_Short exercise_:
Could you pull out, word for word, the data from its start through the line containing "Holes are decided by fill-rule evenodd.", leaving the pictures out of your answer?
------------------------------------------------------------------------
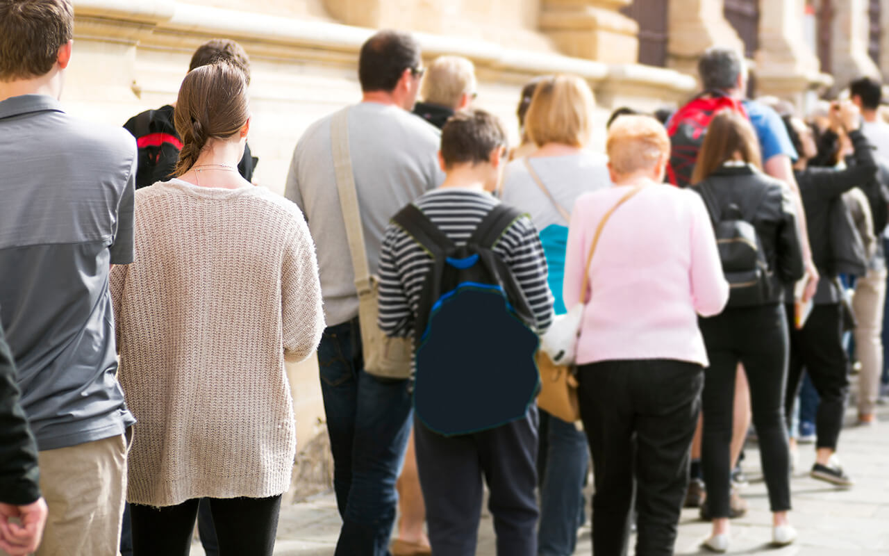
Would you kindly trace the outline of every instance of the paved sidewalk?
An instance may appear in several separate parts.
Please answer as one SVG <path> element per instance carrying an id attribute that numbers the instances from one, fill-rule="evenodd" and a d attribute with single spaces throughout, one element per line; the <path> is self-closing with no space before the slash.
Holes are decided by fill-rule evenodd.
<path id="1" fill-rule="evenodd" d="M 774 556 L 876 556 L 889 554 L 889 407 L 878 408 L 880 423 L 875 427 L 851 426 L 854 412 L 850 408 L 847 426 L 840 437 L 840 457 L 856 481 L 842 490 L 809 478 L 814 448 L 800 447 L 799 464 L 791 485 L 794 511 L 791 520 L 799 531 L 797 544 L 776 550 L 771 539 L 771 514 L 765 485 L 759 468 L 755 443 L 747 448 L 745 471 L 750 486 L 743 491 L 750 510 L 742 519 L 733 520 L 733 554 L 773 554 Z M 588 499 L 589 504 L 589 499 Z M 589 515 L 589 514 L 588 514 Z M 282 508 L 276 556 L 330 556 L 333 553 L 340 517 L 332 494 Z M 709 526 L 698 520 L 697 510 L 685 510 L 679 526 L 677 554 L 699 554 L 701 542 Z M 191 552 L 204 556 L 196 544 Z M 479 531 L 480 556 L 493 556 L 492 520 L 485 513 Z M 592 553 L 589 522 L 581 529 L 575 554 Z M 632 553 L 632 552 L 631 552 Z"/>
------------------------------------------------------------------------
_Solution to this exercise_:
Would you kindly trace the outline of every instance of the paved sidewalk?
An instance may appear in several separate parts.
Please answer as one SVG <path> element per instance carrying an id attribute that numbers the instances from one, fill-rule="evenodd" and a d attribute with single spaces throughout, one element per line; the <path> is self-closing with no space before the slash.
Holes are decided by fill-rule evenodd.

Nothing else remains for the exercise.